■ Consignes de travail
1. Selon l'article sur la clinique du droit, quel montant de franchise le conducteur âgé se plaint-il d'avoir dû payer ?
2. Rédigez la suite de l'article sur la clinique du droit, en reprenant juste après sa dernière phrase.

Pratique commerciale déloyale
Toutefois, „le consommateur moyen est censé être normalement informé et raisonnablement avisé et attentif“, souligne Elise Poillot. Plus qu’un manque d’information, la professeure se lance sur la piste de la pratique commerciale déloyale. L’affaire du billet à 4 petits euros livre en tout cas une leçon de modestie. Les petits dossiers peuvent cacher de grandes questions, que seul un passage par la clinique du droit permet parfois de soulever.
Il n’est pas rare que les jeunes cliniciens, en s’intéressant au droit de la consommation, soulèvent des problèmes qui vont bien au-delà, comme un interne en clinique pourrait déceler une maladie bien plus grave derrière un symptôme en apparence bénin. Plus souvent, leurs discussions mettent au jour des dysfonctionnements dans la législation. Et c’est la vocation de la clinique du droit d’attirer l’attention des pouvoirs publics sur ces problèmes d’autant plus probables que le Code de la consommation souffre d’un „déficit d’effectivité“. „Il y a beaucoup de droits mais des droits qui en pratique s’appliquent peu“, observe Elise Poillot.
Informer et non conseiller
Avec la non-conformité du produit, le manque d’information est un sujet récurrent de litige. Un cas vient de passer dans les mains de son troisième binôme. Un conducteur âgé, comprenant mal le français, se plaint d’avoir dû payer une franchise de 1.500 euros, en vertu d’un avenant à son contrat d’assurance, auquel il dit ne pas avoir donné son accord. La rupture d’une relation de confiance entre l’assuré et l’assureur est au centre des discussions. Informé sur la possibilité d’un non-respect du devoir d’information inscrit à l’article 111-1 du Code de la consommation, ce dernier est dirigé sur la voie d’une pratique déloyale par omission.

■ Données extraites
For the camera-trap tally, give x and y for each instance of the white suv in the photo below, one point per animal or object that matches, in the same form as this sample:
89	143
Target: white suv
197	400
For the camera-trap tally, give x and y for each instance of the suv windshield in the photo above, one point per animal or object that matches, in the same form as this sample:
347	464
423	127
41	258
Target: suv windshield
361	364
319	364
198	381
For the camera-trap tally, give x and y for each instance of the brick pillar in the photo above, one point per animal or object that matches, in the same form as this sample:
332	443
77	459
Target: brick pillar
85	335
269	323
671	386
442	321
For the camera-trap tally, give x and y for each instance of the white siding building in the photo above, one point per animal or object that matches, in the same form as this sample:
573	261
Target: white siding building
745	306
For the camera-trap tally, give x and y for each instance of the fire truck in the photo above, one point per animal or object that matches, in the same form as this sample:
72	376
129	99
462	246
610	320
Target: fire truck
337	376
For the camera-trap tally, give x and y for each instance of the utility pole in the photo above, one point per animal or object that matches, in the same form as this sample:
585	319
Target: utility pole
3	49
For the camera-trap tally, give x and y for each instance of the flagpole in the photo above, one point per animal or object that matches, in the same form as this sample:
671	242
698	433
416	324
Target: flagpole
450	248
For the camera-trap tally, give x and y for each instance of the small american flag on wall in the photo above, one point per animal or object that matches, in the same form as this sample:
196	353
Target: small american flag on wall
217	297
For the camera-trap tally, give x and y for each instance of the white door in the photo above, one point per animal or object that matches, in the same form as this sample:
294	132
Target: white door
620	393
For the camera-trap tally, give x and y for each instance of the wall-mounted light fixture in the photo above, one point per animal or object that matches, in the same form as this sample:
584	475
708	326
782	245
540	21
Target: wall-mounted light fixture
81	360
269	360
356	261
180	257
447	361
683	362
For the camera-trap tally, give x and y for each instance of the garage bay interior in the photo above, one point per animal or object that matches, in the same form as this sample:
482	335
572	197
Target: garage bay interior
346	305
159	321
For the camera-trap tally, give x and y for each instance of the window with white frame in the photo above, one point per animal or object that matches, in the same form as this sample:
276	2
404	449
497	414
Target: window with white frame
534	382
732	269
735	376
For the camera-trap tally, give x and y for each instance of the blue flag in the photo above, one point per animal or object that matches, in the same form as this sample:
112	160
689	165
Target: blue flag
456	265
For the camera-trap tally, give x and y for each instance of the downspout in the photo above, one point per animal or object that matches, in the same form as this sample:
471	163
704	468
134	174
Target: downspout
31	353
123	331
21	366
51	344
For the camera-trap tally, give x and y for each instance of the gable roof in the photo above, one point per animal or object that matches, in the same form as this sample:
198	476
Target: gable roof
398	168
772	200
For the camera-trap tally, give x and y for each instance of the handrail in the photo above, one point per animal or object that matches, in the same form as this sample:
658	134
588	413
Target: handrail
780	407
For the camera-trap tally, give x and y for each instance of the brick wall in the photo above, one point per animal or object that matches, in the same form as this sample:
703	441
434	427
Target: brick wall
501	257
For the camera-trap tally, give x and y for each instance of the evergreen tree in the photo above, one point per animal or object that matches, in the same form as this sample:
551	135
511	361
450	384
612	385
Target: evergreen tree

■ Réponses aux exercices
1. Il se plaint d'avoir dû payer une franchise de 1.500 euros.

2.
La clinique du droit a informé le plaignant qu’il pouvait intervenir auprès du Commissariat aux assurances, mais celui-ci fait la sourde oreille depuis un an, n’ayant pas encore mis en place de procédure de règlement de tels litiges. Désormais, c’est l’option d’une mise en demeure adressée à l’assureur de présenter la signature de l’assuré qui est retenue pour faire avancer ce cas qui vit son troisième semestre à la clinique.
Informer le plaignant et non le conseiller. La nuance est importante. C’est à cette condition que la clinique du droit s’est fait une place entre les avocats et l’ULC. Cette dernière participe à la clinique en lui posant des questions qu’on qualifierait en d’autres lieux de préjudicielles. En ce mois d’octobre, c’est l’affaire de l’acheteur d’une machine à gazéifier qui voudrait savoir s’il peut forcer le vendeur à continuer à distribuer les recharges, que le fabricant produit encore et qu’il ne veut pas acquérir sur internet.
Médecine légale
La question de l’obligation d’informer semble primer à nouveau, sur une hypothétique obligation de fourniture cette fois. Elise Poillot évoque la fracture digitale, qui exclue certains consommateurs, et le manquement possible dans l’information d’un consommateur qui pourrait entrer dans la catégorie du consommateur vulnérable, à distinguer du consommateur moyen. Le principe selon lequel „si le consommateur avait su, il n’aurait pas acheté“, qui caractérise une pratique commerciale déloyale, semble pouvoir s’appliquer.
Par l’étude de cas, la clinique du droit rend les étudiants attentifs à la nécessité d’employer un langage juridique clair. Elle les prépare aussi aux rencontres avec des consommateurs, en présence d’un avocat passif, par des simulations soumises au regard d’une psychologue, afin de les aider à gérer au mieux l’entretien.
De quoi les projeter après les études, quand le droit deviendra pour eux une affaire de pratique.